◆ Your instructions: Please copy out the lines from the line with "mixture</item>, I would be grateful." to the line with "M139 435L219 435L269", both included, with every character unchanged and nothing else added.

◆ Material:
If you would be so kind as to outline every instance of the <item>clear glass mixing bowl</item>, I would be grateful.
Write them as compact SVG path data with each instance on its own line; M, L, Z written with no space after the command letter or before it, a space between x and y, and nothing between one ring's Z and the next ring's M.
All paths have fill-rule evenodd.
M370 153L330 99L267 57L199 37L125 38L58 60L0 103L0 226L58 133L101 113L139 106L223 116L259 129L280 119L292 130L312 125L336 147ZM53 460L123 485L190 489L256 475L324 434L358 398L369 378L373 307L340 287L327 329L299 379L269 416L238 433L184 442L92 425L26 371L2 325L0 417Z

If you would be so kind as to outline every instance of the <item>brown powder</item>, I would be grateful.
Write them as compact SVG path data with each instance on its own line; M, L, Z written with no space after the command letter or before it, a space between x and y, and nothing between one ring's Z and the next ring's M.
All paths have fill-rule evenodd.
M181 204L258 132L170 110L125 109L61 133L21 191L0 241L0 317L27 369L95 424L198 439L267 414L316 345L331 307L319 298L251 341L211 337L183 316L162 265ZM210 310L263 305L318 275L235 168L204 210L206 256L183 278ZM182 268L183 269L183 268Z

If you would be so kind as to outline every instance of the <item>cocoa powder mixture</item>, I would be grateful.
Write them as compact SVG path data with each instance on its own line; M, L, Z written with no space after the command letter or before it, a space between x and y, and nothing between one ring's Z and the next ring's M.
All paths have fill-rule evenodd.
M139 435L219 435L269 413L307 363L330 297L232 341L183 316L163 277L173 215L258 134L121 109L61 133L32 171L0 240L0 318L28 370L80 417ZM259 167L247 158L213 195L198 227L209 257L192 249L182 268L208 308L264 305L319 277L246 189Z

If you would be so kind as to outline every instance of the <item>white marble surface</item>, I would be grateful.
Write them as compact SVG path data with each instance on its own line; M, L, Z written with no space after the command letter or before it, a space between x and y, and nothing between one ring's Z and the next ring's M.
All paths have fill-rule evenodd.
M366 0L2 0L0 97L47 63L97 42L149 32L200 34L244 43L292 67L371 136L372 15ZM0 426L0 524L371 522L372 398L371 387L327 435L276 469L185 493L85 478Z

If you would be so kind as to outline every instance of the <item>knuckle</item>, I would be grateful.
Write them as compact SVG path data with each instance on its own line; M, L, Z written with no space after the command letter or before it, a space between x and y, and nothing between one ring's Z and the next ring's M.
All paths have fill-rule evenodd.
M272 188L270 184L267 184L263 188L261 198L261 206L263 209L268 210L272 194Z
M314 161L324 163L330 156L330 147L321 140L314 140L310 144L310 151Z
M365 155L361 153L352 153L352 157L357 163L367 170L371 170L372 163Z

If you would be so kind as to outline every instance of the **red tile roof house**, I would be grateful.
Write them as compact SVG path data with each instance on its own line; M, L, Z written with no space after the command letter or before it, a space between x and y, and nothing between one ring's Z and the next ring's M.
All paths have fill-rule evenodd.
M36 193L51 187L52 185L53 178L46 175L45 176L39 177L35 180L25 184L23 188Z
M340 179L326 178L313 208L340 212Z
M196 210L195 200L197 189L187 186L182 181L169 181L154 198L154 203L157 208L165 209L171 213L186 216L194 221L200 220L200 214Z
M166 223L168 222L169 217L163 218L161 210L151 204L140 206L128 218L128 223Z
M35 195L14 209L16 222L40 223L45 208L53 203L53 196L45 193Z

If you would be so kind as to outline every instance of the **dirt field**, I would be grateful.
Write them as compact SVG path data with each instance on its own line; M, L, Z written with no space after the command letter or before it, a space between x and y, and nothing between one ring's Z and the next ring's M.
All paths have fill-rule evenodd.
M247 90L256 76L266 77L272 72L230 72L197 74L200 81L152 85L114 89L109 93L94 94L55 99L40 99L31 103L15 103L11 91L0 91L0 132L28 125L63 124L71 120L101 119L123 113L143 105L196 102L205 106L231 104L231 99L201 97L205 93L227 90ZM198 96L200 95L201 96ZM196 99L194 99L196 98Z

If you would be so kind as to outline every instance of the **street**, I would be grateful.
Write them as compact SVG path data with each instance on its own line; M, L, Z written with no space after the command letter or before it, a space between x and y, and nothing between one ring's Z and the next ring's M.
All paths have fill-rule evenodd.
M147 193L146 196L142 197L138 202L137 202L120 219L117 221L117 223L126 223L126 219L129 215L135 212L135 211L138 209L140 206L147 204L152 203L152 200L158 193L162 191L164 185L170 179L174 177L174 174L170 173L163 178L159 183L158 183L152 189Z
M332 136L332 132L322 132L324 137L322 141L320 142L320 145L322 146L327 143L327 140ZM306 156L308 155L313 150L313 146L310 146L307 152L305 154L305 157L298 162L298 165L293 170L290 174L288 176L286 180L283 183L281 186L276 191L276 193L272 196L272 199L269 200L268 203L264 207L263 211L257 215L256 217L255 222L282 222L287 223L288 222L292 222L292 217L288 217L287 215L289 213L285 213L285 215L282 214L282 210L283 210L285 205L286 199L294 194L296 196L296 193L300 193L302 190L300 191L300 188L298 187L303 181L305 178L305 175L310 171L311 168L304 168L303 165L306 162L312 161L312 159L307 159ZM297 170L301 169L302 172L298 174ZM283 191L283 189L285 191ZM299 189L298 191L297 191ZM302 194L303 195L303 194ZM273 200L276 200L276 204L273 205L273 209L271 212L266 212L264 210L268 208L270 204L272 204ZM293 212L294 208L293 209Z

◆ Result of this exercise:
If you would be so kind as to outline every instance of the <item>cocoa powder mixture</item>, I would be grateful.
Write them as compact SVG path data with each instance on its own line; M, L, Z written with no space after the command letter or before it, a space between x and y, and nothing between one ring's Z and the next ring's M.
All paths have fill-rule evenodd.
M139 435L219 435L269 413L307 363L330 297L232 341L183 316L163 277L173 215L258 134L121 109L61 133L32 171L0 240L0 318L28 370L80 417ZM259 167L247 158L213 195L198 227L209 257L192 249L182 268L208 308L264 305L319 277L246 189Z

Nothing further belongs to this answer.